Problem to work on -
Every record below is to be retyped exactly.

Pointing dataset records -
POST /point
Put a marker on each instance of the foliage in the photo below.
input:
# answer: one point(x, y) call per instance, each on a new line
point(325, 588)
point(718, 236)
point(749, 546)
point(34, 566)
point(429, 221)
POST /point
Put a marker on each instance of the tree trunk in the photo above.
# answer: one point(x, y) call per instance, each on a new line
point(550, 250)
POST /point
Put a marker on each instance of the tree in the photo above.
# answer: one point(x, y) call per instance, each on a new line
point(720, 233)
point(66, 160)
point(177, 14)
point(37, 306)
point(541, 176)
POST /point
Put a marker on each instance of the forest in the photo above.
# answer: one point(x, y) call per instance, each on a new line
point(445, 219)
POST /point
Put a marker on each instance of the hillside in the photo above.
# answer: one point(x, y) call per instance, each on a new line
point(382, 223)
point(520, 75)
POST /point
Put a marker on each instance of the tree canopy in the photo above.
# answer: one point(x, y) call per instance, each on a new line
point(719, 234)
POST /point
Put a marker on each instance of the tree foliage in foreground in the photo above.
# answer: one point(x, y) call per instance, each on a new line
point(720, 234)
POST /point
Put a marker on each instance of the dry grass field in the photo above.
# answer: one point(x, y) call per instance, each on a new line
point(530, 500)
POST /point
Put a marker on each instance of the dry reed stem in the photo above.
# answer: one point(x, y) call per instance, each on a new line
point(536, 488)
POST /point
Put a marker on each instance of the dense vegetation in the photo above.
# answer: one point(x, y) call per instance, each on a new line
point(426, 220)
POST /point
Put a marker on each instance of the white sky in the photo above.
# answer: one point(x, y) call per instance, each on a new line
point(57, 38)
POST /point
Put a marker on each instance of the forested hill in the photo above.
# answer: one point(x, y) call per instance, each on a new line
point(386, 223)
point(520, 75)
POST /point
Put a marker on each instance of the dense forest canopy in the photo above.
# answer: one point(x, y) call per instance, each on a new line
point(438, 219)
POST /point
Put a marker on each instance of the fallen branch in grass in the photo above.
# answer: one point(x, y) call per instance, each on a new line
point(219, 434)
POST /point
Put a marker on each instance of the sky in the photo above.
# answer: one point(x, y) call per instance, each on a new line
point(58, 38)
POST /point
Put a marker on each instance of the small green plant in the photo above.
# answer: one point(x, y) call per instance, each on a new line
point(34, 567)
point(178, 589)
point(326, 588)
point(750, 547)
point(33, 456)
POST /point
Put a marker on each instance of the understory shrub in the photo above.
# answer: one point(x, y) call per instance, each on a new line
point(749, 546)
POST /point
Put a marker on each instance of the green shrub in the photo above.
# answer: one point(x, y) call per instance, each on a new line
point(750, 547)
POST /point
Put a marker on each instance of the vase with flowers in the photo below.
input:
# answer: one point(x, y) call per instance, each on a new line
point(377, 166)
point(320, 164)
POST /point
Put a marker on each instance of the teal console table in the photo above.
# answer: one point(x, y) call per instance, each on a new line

Exercise answer -
POST /point
Put a marker on each instance of the foliage in the photo below.
input:
# answer: one point(x, y) call per instance, each on a new line
point(325, 588)
point(718, 236)
point(749, 546)
point(34, 566)
point(429, 221)
POST /point
Put a marker on each instance of the tree trunk in the photo above.
# answer: one point(x, y) call per instance, each on a new line
point(550, 250)
POST /point
Put a marker on each instance of the tree in the photo above.
# answer: one point(x, y) call per instance, each on a new line
point(720, 233)
point(66, 160)
point(177, 14)
point(37, 306)
point(541, 176)
POST /point
Put a marker on each instance of the forest in the photo above.
# answer: one point(x, y) call per instance, each on a new line
point(445, 219)
POST /point
Put a marker on each instance of the hillside in the photo above.
# answer: one point(x, y) call per instance, each on a new line
point(382, 223)
point(520, 75)
POST /point
Put a marker on each instance of the tree canopy in the photo above.
# answer: one point(x, y) call per instance, each on a new line
point(719, 234)
POST /point
Put a marker on each instance of the tree foliage in foreground in the photo above.
# answer: one point(x, y) call per instance, each on a new line
point(720, 234)
POST /point
Put a marker on each instance of the dry grass field in the photo above.
# answer: one point(x, y) call per instance, each on a new line
point(530, 500)
POST /point
Put a marker on each instance of the dry reed stem in the photo above.
# answer: one point(x, y) call per instance, each on a new line
point(536, 488)
POST /point
Put a marker on each instance of the dense vegetation in the photo above.
# answer: one point(x, y) call per instance, each on a new line
point(426, 220)
POST /point
Put a marker on each instance of the white sky in the photo above.
# answer: one point(x, y) call per instance, each on a new line
point(57, 38)
POST /point
Put a marker on each instance of the forested hill in the photo above.
# answer: one point(x, y) call per instance, each on a new line
point(386, 223)
point(520, 75)
POST /point
Put a marker on each instance of the dense forest canopy in the photo above.
# answer: one point(x, y) call per instance, each on a new line
point(438, 219)
POST /point
Put a marker on each instance of the fallen branch in grass in the photo above.
# answer: one point(x, y) call per instance, each on a new line
point(219, 434)
POST /point
Put a marker on each instance of the sky in the photo above.
# answer: one point(x, y) call per instance, each on a new line
point(58, 38)
POST /point
Put a marker on each instance of the small green plant in the photo above.
# answer: one point(x, y) call per instance, each on a new line
point(34, 567)
point(178, 589)
point(326, 588)
point(750, 547)
point(33, 456)
POST /point
Put a marker on each instance of the understory shrub in the photo above.
# answer: one point(x, y) call per instance, each on a new line
point(749, 546)
POST /point
Put a marker on each instance of the green shrub in the photo above.
# answer: one point(x, y) call per instance, each on a new line
point(750, 547)
POST /point
Put a marker on each instance of the vase with flowers in the photo below.
input:
# answer: one point(x, y) call per instance, each on a new line
point(377, 166)
point(320, 164)
POST /point
Put a marker on each instance of the teal console table in the photo above.
# answer: one point(x, y) call per instance, each on a new line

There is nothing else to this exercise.